BEGIN Listed records

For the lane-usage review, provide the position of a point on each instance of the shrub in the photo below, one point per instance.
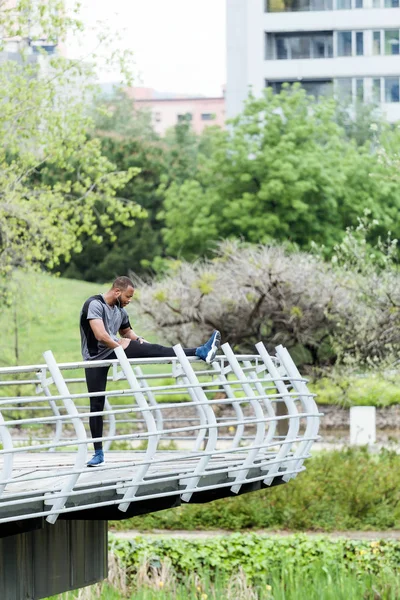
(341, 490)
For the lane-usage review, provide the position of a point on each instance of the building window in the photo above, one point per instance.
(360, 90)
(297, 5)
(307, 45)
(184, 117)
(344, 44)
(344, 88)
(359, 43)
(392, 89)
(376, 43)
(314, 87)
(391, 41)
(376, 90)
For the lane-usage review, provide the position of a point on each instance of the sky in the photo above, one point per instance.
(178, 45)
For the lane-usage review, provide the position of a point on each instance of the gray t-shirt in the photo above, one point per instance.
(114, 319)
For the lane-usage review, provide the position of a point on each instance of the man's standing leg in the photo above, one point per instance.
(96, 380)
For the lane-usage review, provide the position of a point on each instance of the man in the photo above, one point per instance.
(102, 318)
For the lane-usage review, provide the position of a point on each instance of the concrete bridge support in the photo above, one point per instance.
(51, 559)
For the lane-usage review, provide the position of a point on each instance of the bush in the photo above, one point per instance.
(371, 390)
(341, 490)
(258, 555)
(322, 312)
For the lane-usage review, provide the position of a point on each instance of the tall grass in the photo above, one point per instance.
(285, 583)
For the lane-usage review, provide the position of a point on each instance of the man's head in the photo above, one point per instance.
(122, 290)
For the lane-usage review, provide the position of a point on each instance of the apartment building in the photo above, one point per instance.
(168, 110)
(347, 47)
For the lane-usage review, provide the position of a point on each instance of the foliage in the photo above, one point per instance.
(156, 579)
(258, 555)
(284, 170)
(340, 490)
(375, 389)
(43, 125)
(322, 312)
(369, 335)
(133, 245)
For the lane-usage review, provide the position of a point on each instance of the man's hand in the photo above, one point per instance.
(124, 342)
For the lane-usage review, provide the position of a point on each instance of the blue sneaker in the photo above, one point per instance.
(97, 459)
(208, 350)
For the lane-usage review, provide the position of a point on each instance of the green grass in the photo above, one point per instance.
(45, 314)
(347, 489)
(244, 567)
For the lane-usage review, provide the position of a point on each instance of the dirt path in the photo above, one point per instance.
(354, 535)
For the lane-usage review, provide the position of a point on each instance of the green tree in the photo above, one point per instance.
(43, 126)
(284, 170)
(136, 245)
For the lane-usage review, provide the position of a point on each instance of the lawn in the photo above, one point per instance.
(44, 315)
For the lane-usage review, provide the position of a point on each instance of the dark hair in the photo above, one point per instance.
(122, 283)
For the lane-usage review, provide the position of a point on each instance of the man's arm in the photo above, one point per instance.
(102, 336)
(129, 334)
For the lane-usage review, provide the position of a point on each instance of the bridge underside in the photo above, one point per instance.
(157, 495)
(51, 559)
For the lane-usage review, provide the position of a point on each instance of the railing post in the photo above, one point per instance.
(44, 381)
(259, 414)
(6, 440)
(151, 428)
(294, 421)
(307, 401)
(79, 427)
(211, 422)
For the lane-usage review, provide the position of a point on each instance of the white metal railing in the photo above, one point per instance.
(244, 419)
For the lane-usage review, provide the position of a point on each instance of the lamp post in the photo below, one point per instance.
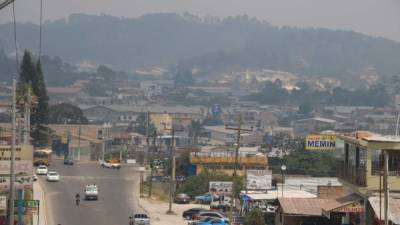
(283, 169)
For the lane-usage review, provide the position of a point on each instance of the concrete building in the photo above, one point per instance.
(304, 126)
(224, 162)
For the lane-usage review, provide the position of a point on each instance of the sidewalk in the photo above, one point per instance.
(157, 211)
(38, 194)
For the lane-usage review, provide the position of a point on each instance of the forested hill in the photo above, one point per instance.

END Listed records

Work to complete: Pictures are not part of the copy. Return every record exactly.

Exercise answer:
For the lane-usage review, provide the position of a point on each instance of the shrub in the photo below, one point per instance.
(341, 490)
For the lane-usage review, provide the position of a point on each instance of the building window in the photo above, one point per instance.
(360, 90)
(297, 5)
(307, 45)
(184, 117)
(344, 44)
(344, 88)
(359, 43)
(392, 89)
(376, 43)
(314, 87)
(391, 41)
(376, 90)
For the lane-usage review, provide the position of a point on each instance of the sky in the photo above, one point per instance.
(178, 45)
For the lane-usage review, provide the position of a point on each instance of the gray t-shirt in the photo above, one point per instance.
(114, 319)
For the lane-usage review, provide the position of a point on each instance of the man's standing leg in the photo above, one point per instance.
(96, 380)
For the lane-usage review, provide the position of a point on each instance of the man in the photo above, one point per instance.
(102, 318)
For the lane-usage review, provide the position of a point on each instance of the concrete bridge support in the photo above, one point per instance.
(51, 559)
For the lane-usage review, provide the position of a point on each instance of the bush in the photo above, one point per instance.
(371, 390)
(341, 490)
(258, 555)
(322, 312)
For the lane-usage review, provide the position of a point on each instance of the tall grass in the photo above, one point per instance.
(285, 583)
For the lane-usage review, provide the position of a point on each instance of the man's head in the photo above, one point per instance.
(122, 290)
For the lane-usage review, provide the position of a point on each instance of the apartment building in the photo above, one point per instance.
(168, 110)
(347, 47)
For the lane-usage review, provide the position of a point on each instance of the foliage in the photo above, one point per instance.
(156, 579)
(258, 555)
(284, 170)
(340, 490)
(375, 389)
(43, 125)
(322, 312)
(369, 335)
(133, 245)
For the lane-usage review, provide the position of a point on each instance of the man's hand in the photo above, one point per instance.
(124, 342)
For the lane-usage review, provide the position of a point on each instance of the blue sneaker in the photo above, one point per instance.
(97, 459)
(208, 350)
For the lane-usage review, provide the position of a point on each instance of the green grass in the photo above, one point per instance.
(45, 314)
(347, 489)
(244, 567)
For the lane-usage review, provide the position of a point on each instance of the dirt path in the photo above, one point per instance.
(354, 535)
For the lane-usage review, provide the position of a point on each instance of the green tree in the photo above, one point per instance.
(43, 126)
(284, 170)
(136, 245)
For the lane-usage review, provide the position of a point on each instance of the lawn in the photo above, one point per instance.
(44, 315)
For the lane-usage review, provide the position of a point on each instance of the dark hair in the photo above, one point per instance.
(122, 283)
For the lane-usage review, provide the position of a point on each instance of the man's arm in the photo above, one point per instance.
(102, 336)
(129, 334)
For the lane-usage review, provide the position of a point on each instance of the bridge underside in the photo above, one point per instance.
(157, 495)
(51, 559)
For the lane-usage review, provide the position of a point on each instance of the railing post in the photo above, one point per instance.
(44, 381)
(259, 414)
(6, 440)
(151, 428)
(294, 421)
(307, 401)
(79, 427)
(211, 422)
For the lane-usage review, provide the position of a point on each instance of the white metal railing in the photo above, one point per instance.
(244, 419)
For the lane-usage review, provide the position of a point on each instance of the lamp post in the photo below, one point per instance.
(283, 169)
For the lane-usage review, provide the position of a point on each instance of the concrete building in the photo above, one point per instance.
(304, 126)
(224, 162)
For the lane-usage review, provide the position of a point on each instance of the sidewalk in the photo above, one point per instance.
(157, 211)
(38, 194)
For the lane-usage review, provide the position of a point on each instance of the forested hill in the photo above, one point per instance.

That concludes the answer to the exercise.